- _SELECTED TEXT_:
CompVis / taming-transformers

Taming Transformers for High-Resolution Image Synthesis
https://arxiv.org/abs/2012.09841
MIT License
5.73k stars 1.14k forks source link

How to train the transformer after training the vqgan model? #232

Closed RichardXue123 closed 8 months ago

RichardXue123 commented 9 months ago

I followed the section "Training on custom data" and got a vqgan model. How to train the transformer using my own vqgan model?

RichardXue123 commented 9 months ago

The transformer and gan are trained at the same time.

then how could i use the transformer & gan to generate a image?

gdjmck commented 9 months ago

The transformer and gan are trained at the same time.

then how could i use the transformer & gan to generate a image?

you could check out the colab link in readme.

Ontheroad123 commented 9 months ago

The transformer and gan are trained at the same time.

the 'custom_vqgan.yaml' load the model 'taming.models.vqgan.VQModel', without 'Net2NetTransformer', why transformer is trained at the same time?

RichardXue123 commented 8 months ago

The transformer and gan are trained at the same time.

the 'custom_vqgan.yaml' load the model 'taming.models.vqgan.VQModel', without 'Net2NetTransformer', why transformer is trained at the same time?

So if I want to use my custom data to train using the source code of this project, then I can only train the VQGAN network without the transformer, right? And I can only do image reconstruction and not image generation, is that true?

Ontheroad123 commented 8 months ago

The transformer and gan are trained at the same time.

- _EXERCISE GOAL_: Extend the thread on training the transformer after the VQGAN model, starting after its final line. The listing after this thread is separate material with no connection to it.

Photo-based point labeling data
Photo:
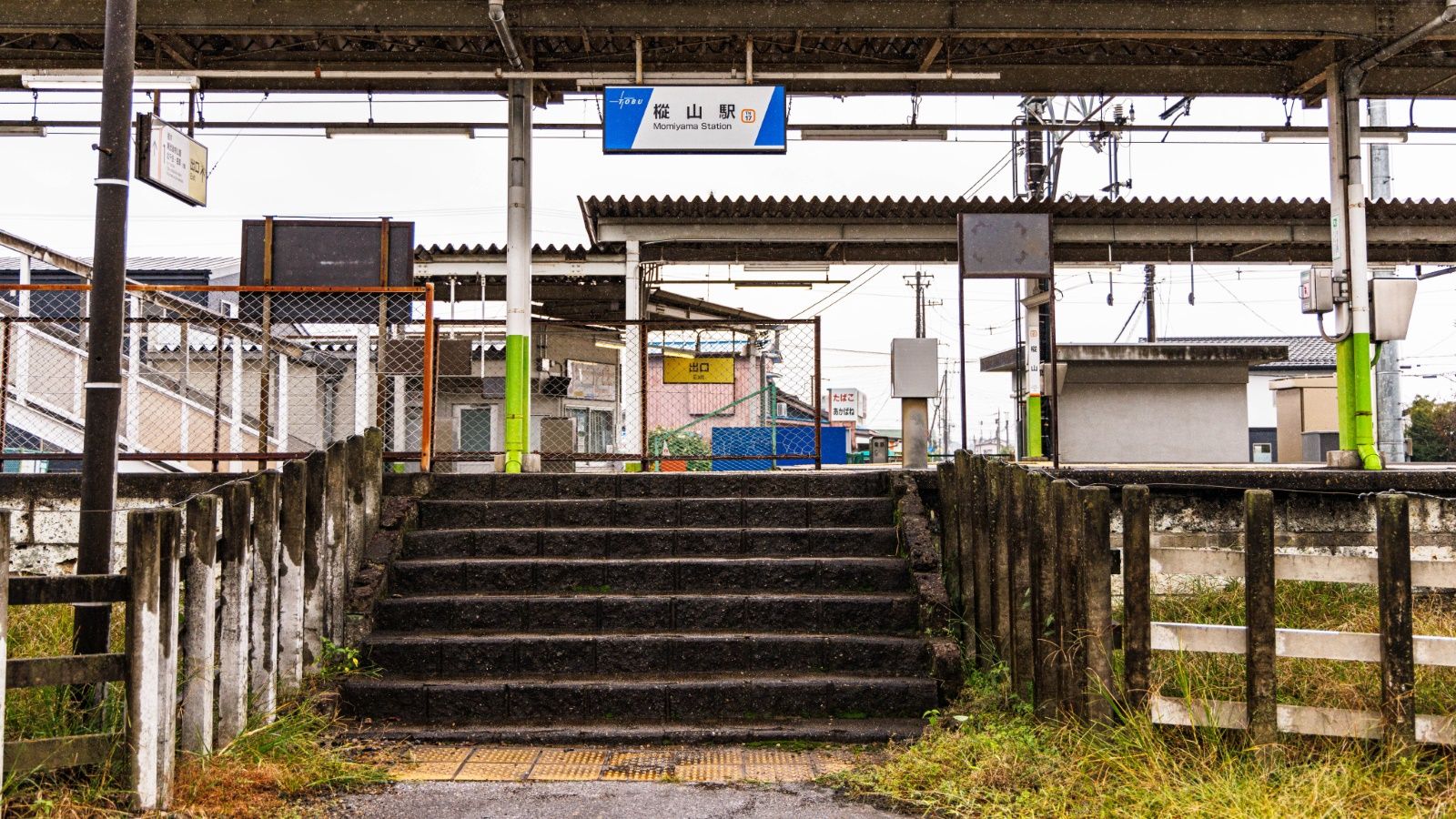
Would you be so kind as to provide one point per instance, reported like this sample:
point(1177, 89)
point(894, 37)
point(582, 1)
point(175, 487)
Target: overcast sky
point(455, 191)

- _REPLY TO THE EXERCISE_:
the 'custom_vqgan.yaml' load the model 'taming.models.vqgan.VQModel', without 'Net2NetTransformer', why transformer is trained at the same time?

So if I want to use my custom data to train using the source code of this project, then I can only train the VQGAN network without the transformer, right? And I can only do image reconstruction and not image generation, is that true?

VQGAN have two stages, first stage is encoder and decoder, second stage is transformer and decoder for generation, so if you do image reconstruction, i think it's same as vqvae.

RichardXue123 commented 8 months ago

i did it by writing a transformer yaml file based on my custom vqgan model.

zxb-0 commented 7 months ago

我通过编写一个基于我的自定义 VQGAN 模型的 transformer YAML 文件来做到这一点。

@RichardXue123 I would like to see your customized YAML file, can I

RichardXue123 commented 7 months ago

我通过编写一个基于我的自定义 VQGAN 模型的 transformer YAML 文件来做到这一点。

@RichardXue123 I would like to see your customized YAML file, can I

custom_transformer.txt

zxb-0 commented 7 months ago

我通过编写一个基于我的自定义 VQGAN 模型的 transformer YAML 文件来做到这一点。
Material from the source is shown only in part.